Quoted passage ▸
The compression is about 90 psi. I got a leak down tester and it shows 40% leakage on the gauge. I hear no air noises in the carburetor intake nor the exhaust, but I do hear a substantial air hissing through the oil filler hole.
The engine has been serviced a lot. This engine runs fine for a while then begins to running poorly and has needed work since the beginning, more work than all of the other equipment all put together. It's only 4 years old. I'm very disappointed with it.
What I could use your advice and expertise with is the following;
1. Should this engine just be replaced with something like a twin cylinder about the same size?
2. What kind of problems would that create, mounting, electrical, fuel, etc.?
3. Should I try to replace the ring set? If the cylinder walls look good.
4. Could the miss-fire be from one of the safety switches, like the seat, going bad? and if so , how would you test for it?
Thanks for any help.

Answers to your questions
1) Can be done , get better power delivery not cheap not easy, bigger single will be easier.
2) bolt holes have the same centres , you can swap over your old alternators so no connection problems other than lengthening the wires, Custom control wires are easy to do custom exhausts are not so easy
3) always try the easist / cheapest first and check things before you jump in. Every day people come to this list having spent $ 300 + on new parts when all that was needed was an adjustment.

Dataset content ▸
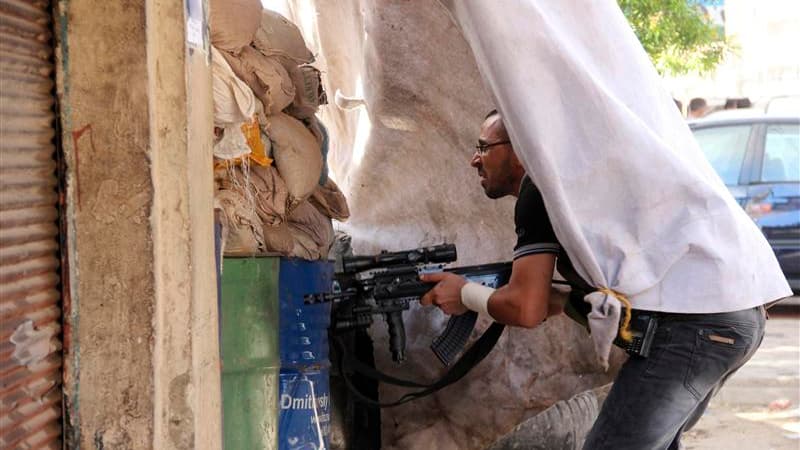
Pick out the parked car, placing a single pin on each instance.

What is asked ▸
1/ Render this sentence from the engine post in Spanish: "I hear no air noises in the carburetor intake nor the exhaust, but I do hear a substantial air hissing through the oil filler hole."
2/ Print the engine post's wording from "2. What kind" up to and including "test for it?".
Work from the engine post alone.

Responses by task ▸
1/ No oigo ruidos de aire en la admisión del carburador ni en el escape, pero sí oigo un silbido de aire considerable a través del orificio de llenado de aceite.

2/
2. What kind of problems would that create, mounting, electrical, fuel, etc.?
3. Should I try to replace the ring set? If the cylinder walls look good.
4. Could the miss-fire be from one of the safety switches, like the seat, going bad? and if so , how would you test for it?